**** Data for this exercise
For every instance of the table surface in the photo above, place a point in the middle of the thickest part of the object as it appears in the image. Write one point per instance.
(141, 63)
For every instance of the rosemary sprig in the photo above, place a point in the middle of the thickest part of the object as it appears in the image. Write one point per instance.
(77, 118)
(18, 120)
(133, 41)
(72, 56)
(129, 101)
********
**** Data for this exercise
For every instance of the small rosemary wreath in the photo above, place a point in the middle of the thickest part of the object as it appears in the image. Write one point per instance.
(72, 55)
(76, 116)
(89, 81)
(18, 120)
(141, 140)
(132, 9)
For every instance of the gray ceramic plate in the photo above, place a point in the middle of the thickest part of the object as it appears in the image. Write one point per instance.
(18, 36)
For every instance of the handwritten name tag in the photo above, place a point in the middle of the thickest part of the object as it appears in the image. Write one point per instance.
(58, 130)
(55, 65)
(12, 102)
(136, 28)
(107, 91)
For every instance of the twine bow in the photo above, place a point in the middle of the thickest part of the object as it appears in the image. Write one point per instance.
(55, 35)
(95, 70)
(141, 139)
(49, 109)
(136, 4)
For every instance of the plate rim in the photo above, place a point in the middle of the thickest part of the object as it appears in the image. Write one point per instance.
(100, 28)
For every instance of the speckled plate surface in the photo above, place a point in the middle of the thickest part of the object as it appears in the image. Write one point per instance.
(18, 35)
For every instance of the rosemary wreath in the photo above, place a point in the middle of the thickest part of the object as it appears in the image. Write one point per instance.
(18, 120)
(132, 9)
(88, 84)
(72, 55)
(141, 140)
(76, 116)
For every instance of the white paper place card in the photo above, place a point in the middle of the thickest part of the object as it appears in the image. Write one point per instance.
********
### Work instruction
Every line from the line containing "For every instance of the twine" through the line containing "For every instance of the white" in the records above must be retyped exactly. Leave out the rest.

### Task output
For every instance of the twine bow in the photo above, place a point in the middle of the thickest part of the object as it appears in the image. Write one point per instance.
(55, 35)
(95, 70)
(141, 139)
(49, 109)
(136, 4)
For every instance of the plate rim in the photo above, place a point in the middle of the thickest part of the object as it appears in the image. Write one point per instance.
(100, 28)
For every instance of the speckled plate surface in the photo above, place a point in the middle of the thickest part of the object as it appears in the image. Write one point per instance.
(18, 35)
For every instance of the rosemary wreath in the photo above, place a point in the middle of the thickest part of the object as it appears in the image. Write one point per instance.
(18, 120)
(132, 9)
(88, 84)
(72, 55)
(141, 140)
(76, 116)
For every instance of the white paper place card in the photo above, place a point in the middle of the thickest part of the object as it appears in the image. Write one point per instance.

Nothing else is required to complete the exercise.